» **Extract provided**:
[Start of Attachment]

Towards the end of the Napoleonic Wars, Tsar Alexander I and three of his family visited England. Grand Duchess Catherine Pavlovna, young widow of the Duke of Oldenburg, made a point of visiting Lee and Kennedy's nursery grounds at Hammersmith, reputed to be a magnet for any garden-minded visitor.

Lewis Kennedy arranged for the appointment by Bryan Salvin of his brother John Kennedy (1719-90) as gardener on £30 a year plus accommodation at Croxdale Hall in County Durham. John worked there between 1748 and 1771, (before moving on to Parlington Hall) and from 1750 regularly ordered trees and plants from his brother's nursery for the three walled pleasure garden the Salvin family had him create.

== Retirement and succession ==
James Lee died in 1795, and was succeeded in the venture by his son, also named James Lee (1754–1824).

In 1818, Lewis Kennedy retired to Eltham, Kent, and his son John Kennedy continued in business with the younger James Lee under the established name.

The firm was carried on for a third generation by two sons of James Lee, John Lee (c.1805 — 20 January 1899) and Charles Lee (8 February 1808 — 2 September 1881). John Lee retired in 1877. From the end of the Napoleonic Wars, Lee and Kennedy had faced increasing competition, including Loddiges at Hackney, in the field of hardy new introductions of shrubs and trees. The nursery grounds at Hammersmith were built over, followed by those at Ealing as London spread westwards, and the firm's last nurseries were at Feltham.

Lewis Kennedy (1789–1877), son of John Kennedy and grandson of the nursery's founder, had worked in the family business as a young man at Château de Malmaison and at Navarre, in Normandy, for the Empress Josephine. Upon returning to England, he designed numerous gardens in the new, formal style, including gardens at Chiswick House. In 1818, he was engaged as factor to the Drummond-Burrel Estates in Perthshire. In 1828 he added responsibility as agent for the Willoughby de Eresby Estate at Grimsthorpe, Lincolnshire and the Gwydir Estate, now in Gwynedd, the ownership of all of which was linked by marriage. He was also commissioned by Arabella, Duchess of Dorset to design a lakeside walk of shrubs and ornamental trees, complete with a boathouse, at Buckhurst Park, Sussex. He retired in 1868, by which time the estates for which he was responsible had been brought into prosperous order. Among his legacies is the formal flower garden at Drummond Castle, for which he worked on the scheme with the architect and landscape designer Sir Charles Barry.

[End of Attachment]

» **Required work**: Condense the paragraph beginning "The firm was carried on for a third generation" from the text on the Lee and Kennedy nursery into a short bulleted list that keeps its main facts.

» **Material provided**:
[Start of Attachment]

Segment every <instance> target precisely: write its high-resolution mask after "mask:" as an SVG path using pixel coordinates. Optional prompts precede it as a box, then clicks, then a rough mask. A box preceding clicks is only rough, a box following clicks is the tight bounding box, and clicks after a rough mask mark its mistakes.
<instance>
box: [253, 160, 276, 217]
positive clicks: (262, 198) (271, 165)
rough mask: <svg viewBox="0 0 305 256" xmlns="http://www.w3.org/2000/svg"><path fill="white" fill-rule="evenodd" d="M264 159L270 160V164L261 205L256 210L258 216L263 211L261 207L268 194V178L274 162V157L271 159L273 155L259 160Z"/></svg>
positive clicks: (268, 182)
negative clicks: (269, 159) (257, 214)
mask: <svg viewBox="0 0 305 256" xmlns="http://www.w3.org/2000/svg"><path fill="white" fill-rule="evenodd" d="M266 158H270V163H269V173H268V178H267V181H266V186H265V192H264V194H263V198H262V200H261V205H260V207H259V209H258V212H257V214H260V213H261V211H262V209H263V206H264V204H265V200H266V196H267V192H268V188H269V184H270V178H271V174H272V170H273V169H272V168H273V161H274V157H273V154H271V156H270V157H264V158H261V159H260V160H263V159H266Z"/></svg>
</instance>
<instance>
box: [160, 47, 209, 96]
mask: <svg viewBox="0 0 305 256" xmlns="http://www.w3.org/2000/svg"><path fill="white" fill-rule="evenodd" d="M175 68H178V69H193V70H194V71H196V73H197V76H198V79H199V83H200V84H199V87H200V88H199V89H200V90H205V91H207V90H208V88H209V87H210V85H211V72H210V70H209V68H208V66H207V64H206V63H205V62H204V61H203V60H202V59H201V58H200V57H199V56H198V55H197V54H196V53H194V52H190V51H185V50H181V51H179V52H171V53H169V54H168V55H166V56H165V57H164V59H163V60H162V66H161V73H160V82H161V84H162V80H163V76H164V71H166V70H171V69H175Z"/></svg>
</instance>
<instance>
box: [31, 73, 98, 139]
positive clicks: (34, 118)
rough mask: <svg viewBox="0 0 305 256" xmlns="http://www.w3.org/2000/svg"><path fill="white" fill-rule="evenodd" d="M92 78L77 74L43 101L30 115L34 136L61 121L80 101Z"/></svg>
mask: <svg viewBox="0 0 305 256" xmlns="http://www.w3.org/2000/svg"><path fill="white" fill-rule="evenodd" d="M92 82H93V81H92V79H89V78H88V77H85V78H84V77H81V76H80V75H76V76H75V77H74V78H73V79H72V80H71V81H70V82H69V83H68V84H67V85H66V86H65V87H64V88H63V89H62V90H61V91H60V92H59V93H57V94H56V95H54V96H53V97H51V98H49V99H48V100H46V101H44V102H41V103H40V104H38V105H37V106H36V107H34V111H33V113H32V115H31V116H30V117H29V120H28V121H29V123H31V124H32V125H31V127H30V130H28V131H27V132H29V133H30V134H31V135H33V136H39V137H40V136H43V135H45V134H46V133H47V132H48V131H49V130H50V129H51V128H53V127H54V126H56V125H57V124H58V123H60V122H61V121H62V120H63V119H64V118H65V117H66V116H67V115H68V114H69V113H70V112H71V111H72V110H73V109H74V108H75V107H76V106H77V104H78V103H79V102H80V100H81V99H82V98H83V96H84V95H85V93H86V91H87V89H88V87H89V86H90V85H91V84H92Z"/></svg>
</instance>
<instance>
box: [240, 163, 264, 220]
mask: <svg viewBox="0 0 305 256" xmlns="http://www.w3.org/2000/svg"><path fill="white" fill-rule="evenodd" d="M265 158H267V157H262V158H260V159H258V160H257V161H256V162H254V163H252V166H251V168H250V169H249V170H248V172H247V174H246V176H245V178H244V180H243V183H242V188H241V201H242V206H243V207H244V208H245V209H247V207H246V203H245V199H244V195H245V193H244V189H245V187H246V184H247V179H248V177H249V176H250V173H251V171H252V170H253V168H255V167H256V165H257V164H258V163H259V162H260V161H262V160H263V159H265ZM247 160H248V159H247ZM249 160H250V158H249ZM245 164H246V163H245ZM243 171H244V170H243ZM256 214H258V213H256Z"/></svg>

[End of Attachment]

» **Exercise solution**:
- Two sons of James Lee ran the firm as its third generation: John Lee (c.1805–20 January 1899) and Charles Lee (8 February 1808–2 September 1881).
- John Lee retired in 1877.
- From the end of the Napoleonic Wars, Lee and Kennedy faced growing competition in hardy new introductions of shrubs and trees, including from Loddiges at Hackney.
- As London spread westwards, the Hammersmith nursery grounds were built over, followed by those at Ealing.
- The firm's last nurseries were at Feltham.